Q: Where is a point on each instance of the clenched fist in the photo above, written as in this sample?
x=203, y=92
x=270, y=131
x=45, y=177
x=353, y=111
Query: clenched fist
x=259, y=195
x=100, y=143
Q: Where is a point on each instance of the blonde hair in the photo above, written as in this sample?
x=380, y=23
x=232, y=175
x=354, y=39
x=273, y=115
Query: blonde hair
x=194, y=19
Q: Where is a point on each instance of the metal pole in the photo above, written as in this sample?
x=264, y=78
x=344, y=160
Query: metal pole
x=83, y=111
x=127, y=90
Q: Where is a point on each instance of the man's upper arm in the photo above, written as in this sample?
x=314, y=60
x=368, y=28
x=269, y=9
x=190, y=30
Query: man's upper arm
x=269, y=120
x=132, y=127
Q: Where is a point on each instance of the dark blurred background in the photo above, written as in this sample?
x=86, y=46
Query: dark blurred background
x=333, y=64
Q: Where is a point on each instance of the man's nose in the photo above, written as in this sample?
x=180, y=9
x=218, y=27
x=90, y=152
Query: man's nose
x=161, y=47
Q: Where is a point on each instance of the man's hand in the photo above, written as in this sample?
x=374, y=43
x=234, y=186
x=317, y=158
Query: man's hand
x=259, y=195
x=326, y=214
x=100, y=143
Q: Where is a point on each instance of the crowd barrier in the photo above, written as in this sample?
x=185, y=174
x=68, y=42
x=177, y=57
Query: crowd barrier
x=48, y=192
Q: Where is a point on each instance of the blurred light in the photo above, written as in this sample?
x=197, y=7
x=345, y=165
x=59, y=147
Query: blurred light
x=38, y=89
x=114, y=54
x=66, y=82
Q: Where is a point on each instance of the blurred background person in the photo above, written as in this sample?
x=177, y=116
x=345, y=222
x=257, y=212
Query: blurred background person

• _The task_
Transcribe all of the material exactly as it was written.

• _Result_
Q: Where is a point on each instance of the clenched fist in the photo above, written as in this sample?
x=203, y=92
x=270, y=131
x=45, y=177
x=353, y=111
Query: clenched fist
x=259, y=195
x=100, y=143
Q: Where is a point on each instance of the blonde hair in the photo above, written as in this sample?
x=380, y=23
x=232, y=175
x=354, y=39
x=273, y=115
Query: blonde hair
x=194, y=19
Q: Where is a point on each instance of the metal pole in the photo above, written as in this sample?
x=264, y=78
x=344, y=160
Query: metal pole
x=83, y=111
x=127, y=90
Q: Where is a point on each instance of the man's upper arm in the photo above, written as in this sample?
x=314, y=60
x=368, y=28
x=269, y=9
x=190, y=30
Query: man's upper arm
x=269, y=120
x=132, y=127
Q: Where is a point on each instance of the dark blurred background in the photo above, written as in this sample?
x=86, y=46
Query: dark blurred background
x=333, y=64
Q: Where is a point on each instance of the man's nose in the photo above, written as in this sample?
x=180, y=9
x=218, y=27
x=90, y=152
Query: man's nose
x=161, y=47
Q: Where is a point on each instance of the man's hand in the photo above, written as in this sample?
x=374, y=43
x=234, y=186
x=317, y=158
Query: man's hand
x=259, y=195
x=326, y=214
x=100, y=143
Q: Where is a point on each instance of the crowd barrier in the photo above, written as in this sample?
x=185, y=174
x=68, y=42
x=177, y=57
Query: crowd barrier
x=48, y=192
Q: Where is a point on each instance of the blurred light in the photo above, written as in this sample?
x=197, y=7
x=345, y=165
x=59, y=147
Query: blurred light
x=38, y=89
x=114, y=54
x=66, y=82
Q: Where is a point on each instance of the blurred background person in the photo above, written as in this sample?
x=177, y=116
x=345, y=222
x=257, y=212
Query: blurred background person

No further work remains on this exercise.